Schon den Opener "Kartoffelstampf" prägen Ungeduld und Hast. Die Gitarre erfüllt einen rein sägend-unterbrechenden Zweck. Sie oszilliert in Verfremdung, dient mehr als hochfrequentes Warnsignal als als Instrument. Dazu trommelt Drummer, als sitze ihm der Leibhaftige im Nacken. Ruhe findet sich hier zu keiner Sekunde. Die Repetition in der Bassline dient nur dazu, all das Chaos noch weiter in Gehirnwindungen zu pressen.

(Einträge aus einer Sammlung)
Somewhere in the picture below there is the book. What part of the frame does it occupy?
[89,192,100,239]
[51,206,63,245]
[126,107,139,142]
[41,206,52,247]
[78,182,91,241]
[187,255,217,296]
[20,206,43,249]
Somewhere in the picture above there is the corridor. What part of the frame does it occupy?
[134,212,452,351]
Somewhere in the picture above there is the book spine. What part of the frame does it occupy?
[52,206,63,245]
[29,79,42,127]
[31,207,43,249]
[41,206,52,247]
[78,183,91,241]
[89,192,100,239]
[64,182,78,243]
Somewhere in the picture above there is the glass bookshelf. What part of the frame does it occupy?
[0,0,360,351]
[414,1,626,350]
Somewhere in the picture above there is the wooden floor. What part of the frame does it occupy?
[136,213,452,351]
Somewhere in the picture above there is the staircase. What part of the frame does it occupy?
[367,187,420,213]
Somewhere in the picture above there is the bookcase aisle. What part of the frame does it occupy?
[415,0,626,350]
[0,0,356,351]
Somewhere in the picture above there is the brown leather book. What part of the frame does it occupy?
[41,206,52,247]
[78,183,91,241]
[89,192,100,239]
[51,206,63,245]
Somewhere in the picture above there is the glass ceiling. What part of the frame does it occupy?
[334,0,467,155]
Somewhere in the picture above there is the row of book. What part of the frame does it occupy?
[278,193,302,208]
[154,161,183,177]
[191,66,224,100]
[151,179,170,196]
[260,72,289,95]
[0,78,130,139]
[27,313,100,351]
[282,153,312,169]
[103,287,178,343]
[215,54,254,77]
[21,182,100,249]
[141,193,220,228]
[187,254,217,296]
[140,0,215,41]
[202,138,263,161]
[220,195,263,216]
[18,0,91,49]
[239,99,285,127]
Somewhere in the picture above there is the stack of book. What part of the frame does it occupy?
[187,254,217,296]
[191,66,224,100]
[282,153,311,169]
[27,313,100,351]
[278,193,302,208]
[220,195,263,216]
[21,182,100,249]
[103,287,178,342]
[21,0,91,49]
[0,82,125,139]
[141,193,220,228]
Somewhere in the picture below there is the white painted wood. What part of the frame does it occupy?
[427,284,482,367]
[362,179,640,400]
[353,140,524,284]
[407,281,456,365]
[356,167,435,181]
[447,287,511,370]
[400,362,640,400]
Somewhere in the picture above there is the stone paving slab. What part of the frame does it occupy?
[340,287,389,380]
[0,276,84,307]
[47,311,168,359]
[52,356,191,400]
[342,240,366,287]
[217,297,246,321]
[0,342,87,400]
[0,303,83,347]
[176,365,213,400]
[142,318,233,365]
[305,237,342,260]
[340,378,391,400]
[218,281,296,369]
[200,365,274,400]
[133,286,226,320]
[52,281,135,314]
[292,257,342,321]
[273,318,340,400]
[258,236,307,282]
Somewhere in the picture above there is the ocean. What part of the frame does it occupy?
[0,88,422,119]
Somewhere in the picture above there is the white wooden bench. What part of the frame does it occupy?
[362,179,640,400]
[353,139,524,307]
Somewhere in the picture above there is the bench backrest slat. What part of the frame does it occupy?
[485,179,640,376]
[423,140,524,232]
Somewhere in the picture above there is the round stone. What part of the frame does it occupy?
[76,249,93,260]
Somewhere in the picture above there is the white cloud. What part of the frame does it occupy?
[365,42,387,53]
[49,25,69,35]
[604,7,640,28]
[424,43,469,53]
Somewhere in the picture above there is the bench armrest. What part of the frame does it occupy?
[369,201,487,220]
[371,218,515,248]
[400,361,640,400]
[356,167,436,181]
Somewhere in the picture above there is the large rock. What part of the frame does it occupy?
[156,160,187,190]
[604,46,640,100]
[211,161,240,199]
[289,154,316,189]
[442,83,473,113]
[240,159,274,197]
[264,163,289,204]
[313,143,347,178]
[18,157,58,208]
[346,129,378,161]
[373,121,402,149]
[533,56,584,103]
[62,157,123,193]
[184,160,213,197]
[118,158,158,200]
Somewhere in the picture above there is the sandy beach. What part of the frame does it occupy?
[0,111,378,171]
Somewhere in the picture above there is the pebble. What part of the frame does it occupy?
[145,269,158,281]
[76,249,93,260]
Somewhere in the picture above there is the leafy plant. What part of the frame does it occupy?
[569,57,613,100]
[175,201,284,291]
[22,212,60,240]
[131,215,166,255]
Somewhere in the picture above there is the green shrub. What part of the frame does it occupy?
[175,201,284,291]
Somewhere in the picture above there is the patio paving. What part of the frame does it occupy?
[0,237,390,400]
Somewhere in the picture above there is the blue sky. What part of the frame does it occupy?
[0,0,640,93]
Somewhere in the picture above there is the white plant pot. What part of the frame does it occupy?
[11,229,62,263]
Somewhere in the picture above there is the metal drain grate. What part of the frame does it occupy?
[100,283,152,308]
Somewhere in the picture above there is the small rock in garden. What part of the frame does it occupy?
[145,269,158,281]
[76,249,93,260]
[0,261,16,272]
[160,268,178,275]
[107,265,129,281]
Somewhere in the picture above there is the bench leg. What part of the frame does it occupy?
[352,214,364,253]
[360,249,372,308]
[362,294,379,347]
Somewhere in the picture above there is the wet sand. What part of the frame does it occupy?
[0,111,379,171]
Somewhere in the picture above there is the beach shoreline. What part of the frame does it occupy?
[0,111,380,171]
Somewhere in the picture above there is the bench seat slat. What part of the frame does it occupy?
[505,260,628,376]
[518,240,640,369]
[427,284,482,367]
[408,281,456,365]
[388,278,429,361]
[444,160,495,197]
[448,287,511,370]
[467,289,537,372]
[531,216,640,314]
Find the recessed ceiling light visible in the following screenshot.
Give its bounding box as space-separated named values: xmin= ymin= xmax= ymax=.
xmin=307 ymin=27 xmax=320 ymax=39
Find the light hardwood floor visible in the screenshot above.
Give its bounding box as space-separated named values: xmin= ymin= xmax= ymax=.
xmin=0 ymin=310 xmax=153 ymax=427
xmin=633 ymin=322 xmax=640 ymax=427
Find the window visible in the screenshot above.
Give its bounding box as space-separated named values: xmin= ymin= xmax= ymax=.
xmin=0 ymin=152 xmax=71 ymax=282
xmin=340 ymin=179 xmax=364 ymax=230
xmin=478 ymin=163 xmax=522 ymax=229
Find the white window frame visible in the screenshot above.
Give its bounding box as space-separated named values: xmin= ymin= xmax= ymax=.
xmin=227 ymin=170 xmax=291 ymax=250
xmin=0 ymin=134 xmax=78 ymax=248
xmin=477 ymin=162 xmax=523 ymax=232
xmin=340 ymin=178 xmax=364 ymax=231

▶ Aufgaben
A - Was prägt laut Textabschnitt schon den Opener?
B - Bring die Zeilen der Einträge in eine Markdown-Tabelle mit den Spalten „Nr.“ und „Zeile“ und lass Leerzeilen weg. Beginne bei der Zeile mit "Somewhere in the picture above there is the stack" und höre nach der Zeile mit "[423,140,524,232]" auf.

▶ Lösungen
A - Ungeduld und Hast

B -
| Nr. | Zeile |
|---|---|
| 1 | Somewhere in the picture above there is the stack of book. What part of the frame does it occupy? |
| 2 | [187,254,217,296] |
| 3 | [191,66,224,100] |
| 4 | [282,153,311,169] |
| 5 | [27,313,100,351] |
| 6 | [278,193,302,208] |
| 7 | [220,195,263,216] |
| 8 | [21,182,100,249] |
| 9 | [103,287,178,342] |
| 10 | [21,0,91,49] |
| 11 | [0,82,125,139] |
| 12 | [141,193,220,228] |
| 13 | Somewhere in the picture below there is the white painted wood. What part of the frame does it occupy? |
| 14 | [427,284,482,367] |
| 15 | [362,179,640,400] |
| 16 | [353,140,524,284] |
| 17 | [407,281,456,365] |
| 18 | [356,167,435,181] |
| 19 | [447,287,511,370] |
| 20 | [400,362,640,400] |
| 21 | Somewhere in the picture above there is the stone paving slab. What part of the frame does it occupy? |
| 22 | [340,287,389,380] |
| 23 | [0,276,84,307] |
| 24 | [47,311,168,359] |
| 25 | [52,356,191,400] |
| 26 | [342,240,366,287] |
| 27 | [217,297,246,321] |
| 28 | [0,342,87,400] |
| 29 | [0,303,83,347] |
| 30 | [176,365,213,400] |
| 31 | [142,318,233,365] |
| 32 | [305,237,342,260] |
| 33 | [340,378,391,400] |
| 34 | [218,281,296,369] |
| 35 | [200,365,274,400] |
| 36 | [133,286,226,320] |
| 37 | [52,281,135,314] |
| 38 | [292,257,342,321] |
| 39 | [273,318,340,400] |
| 40 | [258,236,307,282] |
| 41 | Somewhere in the picture above there is the ocean. What part of the frame does it occupy? |
| 42 | [0,88,422,119] |
| 43 | Somewhere in the picture above there is the white wooden bench. What part of the frame does it occupy? |
| 44 | [362,179,640,400] |
| 45 | [353,139,524,307] |
| 46 | Somewhere in the picture above there is the bench backrest slat. What part of the frame does it occupy? |
| 47 | [485,179,640,376] |
| 48 | [423,140,524,232] |